Count the lines in the entries below that contain the string "wearing", and give only that number.

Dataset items
>>
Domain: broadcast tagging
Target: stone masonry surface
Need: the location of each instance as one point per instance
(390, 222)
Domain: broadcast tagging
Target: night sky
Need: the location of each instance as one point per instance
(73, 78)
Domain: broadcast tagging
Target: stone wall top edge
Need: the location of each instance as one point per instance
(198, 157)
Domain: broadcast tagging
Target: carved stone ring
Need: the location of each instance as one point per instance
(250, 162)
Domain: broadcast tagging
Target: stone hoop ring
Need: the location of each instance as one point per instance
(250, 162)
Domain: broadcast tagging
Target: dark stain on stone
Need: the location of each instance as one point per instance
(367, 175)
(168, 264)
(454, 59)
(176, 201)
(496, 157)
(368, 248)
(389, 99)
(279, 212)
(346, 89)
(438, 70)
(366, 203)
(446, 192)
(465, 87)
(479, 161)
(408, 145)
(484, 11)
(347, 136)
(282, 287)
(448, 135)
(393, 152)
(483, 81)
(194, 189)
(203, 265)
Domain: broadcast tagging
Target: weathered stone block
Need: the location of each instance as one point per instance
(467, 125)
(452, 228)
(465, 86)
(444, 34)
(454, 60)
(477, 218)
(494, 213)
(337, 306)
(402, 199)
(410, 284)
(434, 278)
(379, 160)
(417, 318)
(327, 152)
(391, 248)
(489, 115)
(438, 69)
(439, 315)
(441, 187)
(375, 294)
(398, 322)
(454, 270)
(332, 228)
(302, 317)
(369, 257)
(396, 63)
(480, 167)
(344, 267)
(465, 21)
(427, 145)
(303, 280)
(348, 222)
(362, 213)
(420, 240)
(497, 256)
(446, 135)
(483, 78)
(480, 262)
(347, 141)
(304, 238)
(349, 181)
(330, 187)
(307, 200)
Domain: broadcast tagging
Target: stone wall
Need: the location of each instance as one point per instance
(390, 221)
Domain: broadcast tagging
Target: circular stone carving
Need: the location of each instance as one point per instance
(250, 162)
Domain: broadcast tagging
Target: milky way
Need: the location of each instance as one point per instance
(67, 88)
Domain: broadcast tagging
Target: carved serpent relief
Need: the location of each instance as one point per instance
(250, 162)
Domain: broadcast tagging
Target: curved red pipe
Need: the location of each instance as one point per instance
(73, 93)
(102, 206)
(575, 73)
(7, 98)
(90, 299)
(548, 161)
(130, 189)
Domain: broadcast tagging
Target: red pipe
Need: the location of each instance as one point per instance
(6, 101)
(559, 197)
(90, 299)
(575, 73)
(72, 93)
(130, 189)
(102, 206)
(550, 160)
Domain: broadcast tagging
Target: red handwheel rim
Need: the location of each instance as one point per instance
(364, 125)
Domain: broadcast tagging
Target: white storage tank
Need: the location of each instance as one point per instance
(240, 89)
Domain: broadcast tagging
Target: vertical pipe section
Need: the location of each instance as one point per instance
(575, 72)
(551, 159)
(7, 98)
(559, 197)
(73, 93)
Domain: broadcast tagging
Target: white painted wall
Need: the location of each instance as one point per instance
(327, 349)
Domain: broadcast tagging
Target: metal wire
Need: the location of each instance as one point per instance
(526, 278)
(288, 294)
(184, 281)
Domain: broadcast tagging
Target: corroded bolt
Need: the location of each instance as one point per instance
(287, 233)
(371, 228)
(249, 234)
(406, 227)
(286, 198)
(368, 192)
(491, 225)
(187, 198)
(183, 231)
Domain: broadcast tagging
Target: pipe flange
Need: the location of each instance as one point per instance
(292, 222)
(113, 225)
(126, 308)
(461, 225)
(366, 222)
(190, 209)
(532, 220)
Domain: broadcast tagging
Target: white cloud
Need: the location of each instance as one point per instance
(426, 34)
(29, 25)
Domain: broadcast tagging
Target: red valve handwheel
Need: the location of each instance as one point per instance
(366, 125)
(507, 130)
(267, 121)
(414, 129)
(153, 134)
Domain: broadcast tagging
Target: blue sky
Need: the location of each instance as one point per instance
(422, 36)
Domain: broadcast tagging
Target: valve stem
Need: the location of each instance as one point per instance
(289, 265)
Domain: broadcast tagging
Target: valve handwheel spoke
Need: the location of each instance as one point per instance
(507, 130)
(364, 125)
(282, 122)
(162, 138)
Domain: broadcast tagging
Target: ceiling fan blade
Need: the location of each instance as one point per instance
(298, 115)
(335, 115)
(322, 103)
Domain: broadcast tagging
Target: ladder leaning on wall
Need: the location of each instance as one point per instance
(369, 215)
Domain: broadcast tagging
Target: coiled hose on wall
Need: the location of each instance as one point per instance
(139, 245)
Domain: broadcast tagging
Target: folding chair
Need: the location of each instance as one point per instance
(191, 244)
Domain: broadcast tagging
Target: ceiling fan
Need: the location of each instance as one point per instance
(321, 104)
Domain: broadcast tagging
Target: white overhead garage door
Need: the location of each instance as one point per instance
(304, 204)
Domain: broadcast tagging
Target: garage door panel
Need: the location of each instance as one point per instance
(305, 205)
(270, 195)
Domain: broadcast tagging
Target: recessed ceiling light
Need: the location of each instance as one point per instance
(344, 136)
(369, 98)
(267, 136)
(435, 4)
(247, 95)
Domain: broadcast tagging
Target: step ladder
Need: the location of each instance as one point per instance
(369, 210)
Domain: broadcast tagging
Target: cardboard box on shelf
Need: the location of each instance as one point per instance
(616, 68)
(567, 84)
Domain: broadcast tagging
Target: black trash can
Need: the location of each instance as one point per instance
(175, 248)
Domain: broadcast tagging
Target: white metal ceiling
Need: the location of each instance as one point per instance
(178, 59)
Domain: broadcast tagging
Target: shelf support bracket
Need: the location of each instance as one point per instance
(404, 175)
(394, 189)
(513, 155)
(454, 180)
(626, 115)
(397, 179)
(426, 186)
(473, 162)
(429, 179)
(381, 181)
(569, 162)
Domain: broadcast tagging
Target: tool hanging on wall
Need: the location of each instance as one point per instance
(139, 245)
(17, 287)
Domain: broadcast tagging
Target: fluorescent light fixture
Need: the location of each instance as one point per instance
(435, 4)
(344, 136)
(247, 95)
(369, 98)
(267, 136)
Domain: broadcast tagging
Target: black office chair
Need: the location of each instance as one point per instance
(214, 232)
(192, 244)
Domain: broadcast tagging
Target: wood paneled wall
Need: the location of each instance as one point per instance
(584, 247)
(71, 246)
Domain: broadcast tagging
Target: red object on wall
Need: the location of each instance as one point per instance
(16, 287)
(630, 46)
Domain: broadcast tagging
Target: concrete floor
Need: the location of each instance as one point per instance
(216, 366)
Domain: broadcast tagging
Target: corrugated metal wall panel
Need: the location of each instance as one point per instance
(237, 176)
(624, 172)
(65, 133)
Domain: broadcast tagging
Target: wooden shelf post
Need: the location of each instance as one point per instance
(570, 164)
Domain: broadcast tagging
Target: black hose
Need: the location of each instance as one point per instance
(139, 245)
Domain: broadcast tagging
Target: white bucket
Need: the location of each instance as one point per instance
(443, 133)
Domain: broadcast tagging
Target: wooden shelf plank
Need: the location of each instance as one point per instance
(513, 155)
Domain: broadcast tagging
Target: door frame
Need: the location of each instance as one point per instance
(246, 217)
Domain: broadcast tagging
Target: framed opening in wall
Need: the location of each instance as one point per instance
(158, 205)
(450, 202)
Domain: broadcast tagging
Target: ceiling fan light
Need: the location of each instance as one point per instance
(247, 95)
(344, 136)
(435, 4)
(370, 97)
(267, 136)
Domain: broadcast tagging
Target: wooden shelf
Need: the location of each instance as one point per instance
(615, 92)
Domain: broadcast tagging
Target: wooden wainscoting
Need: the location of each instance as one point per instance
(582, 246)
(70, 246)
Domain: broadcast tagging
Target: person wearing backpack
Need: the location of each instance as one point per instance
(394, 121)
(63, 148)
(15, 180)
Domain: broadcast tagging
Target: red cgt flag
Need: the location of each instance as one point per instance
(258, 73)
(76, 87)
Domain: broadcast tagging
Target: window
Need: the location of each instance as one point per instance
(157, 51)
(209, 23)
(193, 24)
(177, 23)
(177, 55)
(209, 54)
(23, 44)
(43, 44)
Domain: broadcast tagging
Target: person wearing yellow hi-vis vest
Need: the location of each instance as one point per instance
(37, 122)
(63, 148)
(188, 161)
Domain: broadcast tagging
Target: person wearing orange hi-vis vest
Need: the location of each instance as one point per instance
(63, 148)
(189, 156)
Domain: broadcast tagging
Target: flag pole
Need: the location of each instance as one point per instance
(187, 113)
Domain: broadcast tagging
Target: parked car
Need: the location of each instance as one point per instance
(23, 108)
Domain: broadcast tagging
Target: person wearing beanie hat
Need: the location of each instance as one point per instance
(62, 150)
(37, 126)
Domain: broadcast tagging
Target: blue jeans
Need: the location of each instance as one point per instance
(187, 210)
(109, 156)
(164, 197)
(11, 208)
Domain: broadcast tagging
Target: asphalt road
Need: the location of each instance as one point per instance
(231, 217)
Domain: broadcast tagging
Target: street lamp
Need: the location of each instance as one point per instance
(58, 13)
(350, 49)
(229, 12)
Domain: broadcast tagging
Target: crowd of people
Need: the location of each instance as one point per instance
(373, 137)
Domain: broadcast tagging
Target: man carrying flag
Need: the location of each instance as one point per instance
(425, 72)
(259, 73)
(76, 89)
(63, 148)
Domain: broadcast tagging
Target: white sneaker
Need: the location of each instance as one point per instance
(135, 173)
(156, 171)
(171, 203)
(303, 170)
<<
**SOLUTION TO THIS TASK:**
4